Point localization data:
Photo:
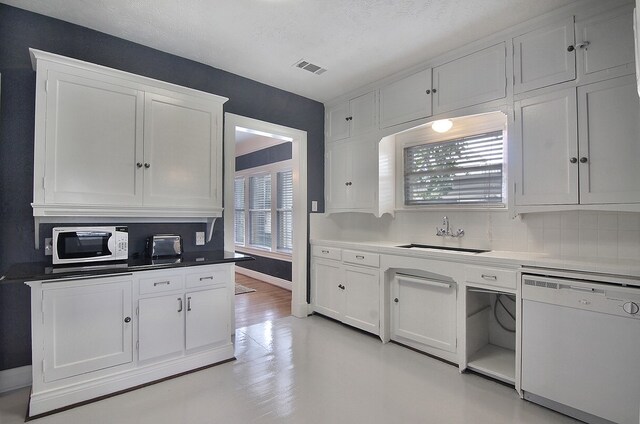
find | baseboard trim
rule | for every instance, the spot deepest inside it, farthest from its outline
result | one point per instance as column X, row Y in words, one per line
column 287, row 285
column 15, row 378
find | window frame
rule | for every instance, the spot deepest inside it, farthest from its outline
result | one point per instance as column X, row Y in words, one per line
column 463, row 127
column 273, row 169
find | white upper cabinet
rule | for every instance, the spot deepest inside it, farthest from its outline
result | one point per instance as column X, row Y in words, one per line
column 609, row 141
column 406, row 100
column 604, row 44
column 109, row 143
column 547, row 150
column 470, row 80
column 352, row 118
column 544, row 57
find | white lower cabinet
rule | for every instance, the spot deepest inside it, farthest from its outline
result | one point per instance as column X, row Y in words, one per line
column 345, row 292
column 423, row 312
column 85, row 331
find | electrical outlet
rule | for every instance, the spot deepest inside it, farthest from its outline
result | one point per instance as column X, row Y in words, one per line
column 48, row 246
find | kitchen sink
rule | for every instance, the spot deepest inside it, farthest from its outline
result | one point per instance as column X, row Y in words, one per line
column 454, row 249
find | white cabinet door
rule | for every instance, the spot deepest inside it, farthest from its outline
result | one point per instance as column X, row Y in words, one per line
column 547, row 155
column 326, row 282
column 605, row 44
column 87, row 326
column 161, row 327
column 362, row 114
column 181, row 153
column 544, row 57
column 362, row 298
column 470, row 80
column 406, row 100
column 609, row 122
column 337, row 119
column 424, row 311
column 93, row 137
column 207, row 318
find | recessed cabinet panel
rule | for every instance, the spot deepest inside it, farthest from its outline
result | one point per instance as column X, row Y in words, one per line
column 93, row 133
column 406, row 100
column 544, row 57
column 606, row 43
column 470, row 80
column 180, row 160
column 547, row 132
column 609, row 142
column 161, row 327
column 85, row 327
column 207, row 322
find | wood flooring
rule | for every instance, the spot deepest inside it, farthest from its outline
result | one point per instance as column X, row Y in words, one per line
column 267, row 303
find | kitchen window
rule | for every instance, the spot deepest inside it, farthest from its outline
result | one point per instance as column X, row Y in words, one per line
column 464, row 167
column 263, row 200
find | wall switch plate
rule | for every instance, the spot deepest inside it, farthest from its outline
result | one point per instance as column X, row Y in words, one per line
column 48, row 246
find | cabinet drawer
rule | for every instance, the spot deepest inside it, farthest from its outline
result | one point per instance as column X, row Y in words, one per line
column 162, row 283
column 208, row 277
column 327, row 252
column 361, row 258
column 492, row 276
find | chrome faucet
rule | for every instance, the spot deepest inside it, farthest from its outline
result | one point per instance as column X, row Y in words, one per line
column 446, row 231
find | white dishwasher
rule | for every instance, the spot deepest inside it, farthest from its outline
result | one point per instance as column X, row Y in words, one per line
column 581, row 348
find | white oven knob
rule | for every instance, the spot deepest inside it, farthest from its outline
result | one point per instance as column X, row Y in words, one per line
column 631, row 308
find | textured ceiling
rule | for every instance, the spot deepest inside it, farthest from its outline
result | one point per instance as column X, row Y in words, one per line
column 357, row 41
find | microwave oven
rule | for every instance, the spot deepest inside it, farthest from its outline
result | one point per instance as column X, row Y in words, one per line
column 89, row 244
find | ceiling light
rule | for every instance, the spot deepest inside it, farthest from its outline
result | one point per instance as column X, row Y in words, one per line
column 442, row 125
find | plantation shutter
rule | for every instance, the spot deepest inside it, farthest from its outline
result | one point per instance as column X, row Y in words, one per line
column 467, row 170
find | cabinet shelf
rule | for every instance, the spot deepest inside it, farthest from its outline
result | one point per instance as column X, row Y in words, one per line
column 496, row 362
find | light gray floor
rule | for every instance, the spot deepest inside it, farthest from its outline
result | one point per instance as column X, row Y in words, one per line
column 310, row 370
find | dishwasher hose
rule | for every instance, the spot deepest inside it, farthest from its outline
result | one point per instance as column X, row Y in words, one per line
column 495, row 311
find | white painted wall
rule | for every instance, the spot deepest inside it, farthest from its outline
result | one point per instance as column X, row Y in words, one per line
column 585, row 234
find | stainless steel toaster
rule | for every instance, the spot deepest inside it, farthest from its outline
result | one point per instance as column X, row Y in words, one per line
column 164, row 246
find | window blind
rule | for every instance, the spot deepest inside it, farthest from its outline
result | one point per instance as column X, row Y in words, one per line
column 466, row 170
column 284, row 210
column 239, row 217
column 260, row 211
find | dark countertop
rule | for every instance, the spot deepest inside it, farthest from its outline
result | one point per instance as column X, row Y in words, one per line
column 34, row 271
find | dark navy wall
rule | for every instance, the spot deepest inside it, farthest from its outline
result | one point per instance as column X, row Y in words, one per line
column 273, row 154
column 20, row 30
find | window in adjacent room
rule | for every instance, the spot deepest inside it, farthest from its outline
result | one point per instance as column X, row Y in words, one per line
column 464, row 166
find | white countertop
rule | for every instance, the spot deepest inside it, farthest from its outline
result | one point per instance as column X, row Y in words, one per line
column 615, row 267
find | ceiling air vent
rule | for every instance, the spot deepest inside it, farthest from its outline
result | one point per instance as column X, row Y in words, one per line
column 307, row 66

= Work to be completed =
Take every line above where "ceiling" appears and copy it.

= Task answer =
find | textured ceiling
find | ceiling light
find | ceiling air vent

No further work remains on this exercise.